Start of Exercise text

Nine suggestions to prevent sexual abuse among children

Published on February 11, 2013 at 3:55 AM · No Comments

Pediatricians know that when they discuss seat belt, bicycle and water safety during annual wellness visits they are helping to reduce a child's risk of harm. Those same visits should include messages about personal space and privacy, says Dr. Martin A. Finkel, an internationally known expert in the prevention and treatment of child sexual abuse, and he is urging pediatricians to begin a dialogue that will help children avoid the physical and mental health consequences of sexual abuse.

"Our failure to incorporate these messages is not because we are unaware of the issue of child sexual abuse, but perhaps because we find the topic unpalatable or don't have the language to address it," said Finkel, medical director and co-founder of the Child Abuse Research and Education Services (CARES) Institute at the University of Medicine and Dentistry of New Jersey-School of Osteopathic Medicine. "It's well overdue that pediatricians add this issue to their prevention repertoire."

In a letter distributed to members of the New Jersey chapter of the American Academy of Pediatrics (AAP/NJ), Dr. Finkel highlights the urgent need for this approach. He notes that one in four girls and one in seven boys become victims of child sexual abuse, that 40 percent of the victims are younger than six, and that a perpetrator is most likely to be a family member or someone with easy access to the child.

In his letter to fellow pediatricians, Dr. Finkel offers a list of nine suggestions that includes specific language they can use to deliver and reinforce these messages with children. Among his suggestions:

•Begin talking to parents about delivering personal space and privacy information by the time a child is three years of age.
•Encourage parents to teach their children the correct names for their private parts so the children have the language to communicate abuse.
•Introduce the concept of "OK and Not OK" touching as opposed to "good touch - bad touch" which can be confusing to children.
•Provide parents with guidance about language they should use and appropriate times for reinforcing messages of personal space and privacy.
•Emphasize to children that it is never OK to have a secret.

End of Exercise text
Start of Listed entries

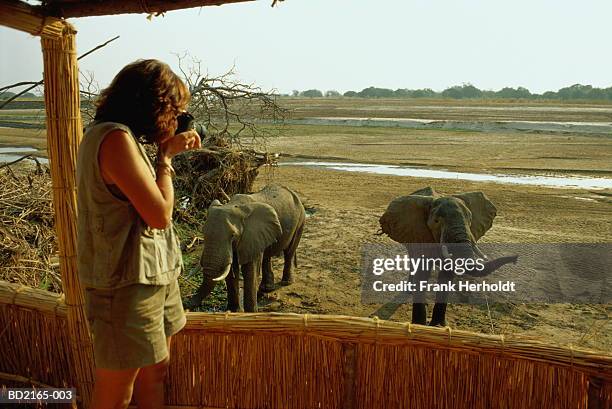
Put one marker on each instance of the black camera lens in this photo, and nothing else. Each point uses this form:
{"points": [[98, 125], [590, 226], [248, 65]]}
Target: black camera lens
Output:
{"points": [[186, 122]]}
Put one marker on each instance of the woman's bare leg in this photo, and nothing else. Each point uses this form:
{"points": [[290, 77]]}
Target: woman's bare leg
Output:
{"points": [[113, 389], [149, 385]]}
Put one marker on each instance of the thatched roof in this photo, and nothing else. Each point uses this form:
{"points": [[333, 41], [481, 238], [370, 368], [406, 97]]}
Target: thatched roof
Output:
{"points": [[41, 17], [23, 15], [82, 8]]}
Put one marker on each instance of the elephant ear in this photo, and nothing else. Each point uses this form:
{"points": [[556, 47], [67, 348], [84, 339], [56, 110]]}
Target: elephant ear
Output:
{"points": [[405, 219], [483, 212], [261, 228]]}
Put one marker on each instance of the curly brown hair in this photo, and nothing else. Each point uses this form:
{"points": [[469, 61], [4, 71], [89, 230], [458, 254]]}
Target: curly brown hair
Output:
{"points": [[145, 95]]}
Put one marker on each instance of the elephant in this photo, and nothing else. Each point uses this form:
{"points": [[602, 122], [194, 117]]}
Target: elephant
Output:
{"points": [[243, 235], [456, 221]]}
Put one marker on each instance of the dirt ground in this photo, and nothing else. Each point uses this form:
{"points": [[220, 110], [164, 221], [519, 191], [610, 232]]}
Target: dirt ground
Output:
{"points": [[344, 208], [449, 109]]}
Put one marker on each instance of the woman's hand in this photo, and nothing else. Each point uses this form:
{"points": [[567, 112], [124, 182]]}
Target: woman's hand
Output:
{"points": [[173, 145]]}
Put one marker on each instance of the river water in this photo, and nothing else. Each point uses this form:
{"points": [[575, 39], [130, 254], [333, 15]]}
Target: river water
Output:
{"points": [[535, 180]]}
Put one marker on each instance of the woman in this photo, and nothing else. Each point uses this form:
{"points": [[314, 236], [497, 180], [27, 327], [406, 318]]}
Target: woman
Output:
{"points": [[128, 253]]}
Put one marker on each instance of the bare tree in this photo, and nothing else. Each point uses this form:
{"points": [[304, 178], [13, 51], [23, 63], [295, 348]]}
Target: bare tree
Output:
{"points": [[90, 89], [230, 109]]}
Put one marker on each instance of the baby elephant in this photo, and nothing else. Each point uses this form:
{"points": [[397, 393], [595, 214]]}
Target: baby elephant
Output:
{"points": [[246, 233]]}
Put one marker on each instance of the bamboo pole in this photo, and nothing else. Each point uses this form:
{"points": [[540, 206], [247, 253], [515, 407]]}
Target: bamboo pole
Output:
{"points": [[23, 17], [64, 133]]}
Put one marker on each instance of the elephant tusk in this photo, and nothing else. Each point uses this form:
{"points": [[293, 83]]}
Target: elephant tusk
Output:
{"points": [[225, 273], [479, 253]]}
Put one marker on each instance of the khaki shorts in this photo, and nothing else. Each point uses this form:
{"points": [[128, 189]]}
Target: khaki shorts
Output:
{"points": [[129, 325]]}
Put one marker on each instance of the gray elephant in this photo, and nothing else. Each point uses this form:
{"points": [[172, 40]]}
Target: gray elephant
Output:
{"points": [[457, 220], [244, 234]]}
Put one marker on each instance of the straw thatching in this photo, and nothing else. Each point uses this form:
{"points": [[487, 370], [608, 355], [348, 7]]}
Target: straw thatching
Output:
{"points": [[28, 243], [305, 361], [23, 17], [64, 133]]}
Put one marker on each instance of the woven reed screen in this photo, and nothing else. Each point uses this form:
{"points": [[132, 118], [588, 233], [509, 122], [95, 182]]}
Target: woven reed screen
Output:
{"points": [[302, 361], [64, 133]]}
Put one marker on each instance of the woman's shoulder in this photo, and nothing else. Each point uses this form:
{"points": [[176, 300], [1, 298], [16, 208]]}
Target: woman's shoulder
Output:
{"points": [[102, 128]]}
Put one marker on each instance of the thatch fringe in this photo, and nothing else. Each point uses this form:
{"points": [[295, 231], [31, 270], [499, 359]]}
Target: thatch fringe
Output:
{"points": [[305, 361], [64, 133], [108, 7], [21, 16]]}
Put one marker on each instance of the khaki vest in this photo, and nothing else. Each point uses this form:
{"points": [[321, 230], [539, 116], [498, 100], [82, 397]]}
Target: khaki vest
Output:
{"points": [[115, 247]]}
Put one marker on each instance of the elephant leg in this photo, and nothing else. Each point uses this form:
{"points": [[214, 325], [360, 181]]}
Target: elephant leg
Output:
{"points": [[250, 273], [290, 254], [438, 316], [233, 288], [419, 313], [203, 291], [419, 307], [267, 275]]}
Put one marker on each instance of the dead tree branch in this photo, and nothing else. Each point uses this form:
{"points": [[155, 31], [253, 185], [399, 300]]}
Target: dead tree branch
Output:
{"points": [[229, 108]]}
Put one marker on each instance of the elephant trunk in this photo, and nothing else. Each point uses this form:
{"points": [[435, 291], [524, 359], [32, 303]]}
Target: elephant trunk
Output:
{"points": [[492, 265], [215, 262]]}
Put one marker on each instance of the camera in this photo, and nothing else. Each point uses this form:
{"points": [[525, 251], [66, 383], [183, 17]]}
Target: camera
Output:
{"points": [[187, 122]]}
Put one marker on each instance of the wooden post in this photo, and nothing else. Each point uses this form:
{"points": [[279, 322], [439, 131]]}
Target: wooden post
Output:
{"points": [[64, 133]]}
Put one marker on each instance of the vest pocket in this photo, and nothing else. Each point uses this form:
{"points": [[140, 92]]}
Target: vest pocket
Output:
{"points": [[149, 250]]}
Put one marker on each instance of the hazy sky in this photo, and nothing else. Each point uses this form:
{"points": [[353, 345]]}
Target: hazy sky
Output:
{"points": [[352, 44]]}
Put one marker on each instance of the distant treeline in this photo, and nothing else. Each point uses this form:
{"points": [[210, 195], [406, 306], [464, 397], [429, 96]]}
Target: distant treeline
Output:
{"points": [[577, 91]]}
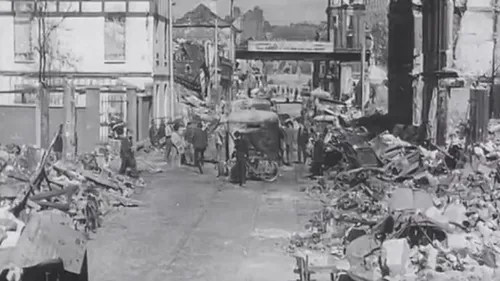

End of Listed entries

Instructions to follow
In the article on preventing child sexual abuse, what share of victims are younger than six?

Exercise solution
40 percent of the victims are younger than six.